Stored records
BEGIN
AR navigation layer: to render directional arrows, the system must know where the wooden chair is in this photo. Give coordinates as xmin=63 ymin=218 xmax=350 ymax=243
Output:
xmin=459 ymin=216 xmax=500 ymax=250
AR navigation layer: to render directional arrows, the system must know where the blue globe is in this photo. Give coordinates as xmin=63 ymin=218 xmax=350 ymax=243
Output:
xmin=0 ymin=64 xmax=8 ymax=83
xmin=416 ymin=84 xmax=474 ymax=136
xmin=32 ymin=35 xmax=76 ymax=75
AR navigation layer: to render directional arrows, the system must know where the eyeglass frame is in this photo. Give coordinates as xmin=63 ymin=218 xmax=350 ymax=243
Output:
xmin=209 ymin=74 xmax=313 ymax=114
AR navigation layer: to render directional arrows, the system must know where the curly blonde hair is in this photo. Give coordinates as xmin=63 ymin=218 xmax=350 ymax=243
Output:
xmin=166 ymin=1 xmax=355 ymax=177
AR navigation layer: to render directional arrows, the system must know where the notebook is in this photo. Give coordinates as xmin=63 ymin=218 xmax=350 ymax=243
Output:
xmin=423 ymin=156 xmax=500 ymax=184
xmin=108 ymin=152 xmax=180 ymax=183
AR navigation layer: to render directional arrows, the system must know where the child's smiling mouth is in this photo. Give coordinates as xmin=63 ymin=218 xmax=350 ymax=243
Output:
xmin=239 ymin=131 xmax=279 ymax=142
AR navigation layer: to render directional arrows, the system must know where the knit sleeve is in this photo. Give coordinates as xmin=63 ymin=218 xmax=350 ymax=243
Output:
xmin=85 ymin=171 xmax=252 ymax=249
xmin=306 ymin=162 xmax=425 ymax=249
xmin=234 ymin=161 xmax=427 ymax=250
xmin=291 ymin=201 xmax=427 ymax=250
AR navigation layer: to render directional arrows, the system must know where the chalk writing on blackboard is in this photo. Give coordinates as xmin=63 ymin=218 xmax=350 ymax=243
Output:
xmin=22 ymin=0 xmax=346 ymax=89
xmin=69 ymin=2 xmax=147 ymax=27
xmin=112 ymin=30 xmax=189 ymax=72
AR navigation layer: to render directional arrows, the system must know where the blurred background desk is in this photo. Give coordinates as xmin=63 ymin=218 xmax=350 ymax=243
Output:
END
Your task >> Transcribe verbatim. Cover the lines from the first line of the entries above to the line containing "where the notebook", inclusive.

Solution below >>
AR navigation layer: to render directional arrows, the system must know where the wooden chair is in this photo. Give coordinates as xmin=63 ymin=218 xmax=350 ymax=243
Output:
xmin=459 ymin=216 xmax=500 ymax=250
AR navigation layer: to render directional arrows, the system must know where the blue globe is in this photo. Give coordinates as xmin=63 ymin=218 xmax=350 ymax=243
Output:
xmin=0 ymin=64 xmax=8 ymax=83
xmin=416 ymin=84 xmax=474 ymax=136
xmin=32 ymin=35 xmax=76 ymax=75
AR navigation layer: to render directional arrows, the system must know where the eyeglass frame is in this photo. Give coordinates as xmin=63 ymin=218 xmax=350 ymax=243
Output:
xmin=209 ymin=74 xmax=313 ymax=114
AR navigation layer: to render directional arrows, the system must know where the curly blonde hair is in this photo. Give coordinates as xmin=63 ymin=218 xmax=350 ymax=243
Output:
xmin=166 ymin=1 xmax=355 ymax=177
AR navigation layer: to render directional arrows, the system must know where the notebook is in this photo. Give coordinates as xmin=63 ymin=218 xmax=350 ymax=243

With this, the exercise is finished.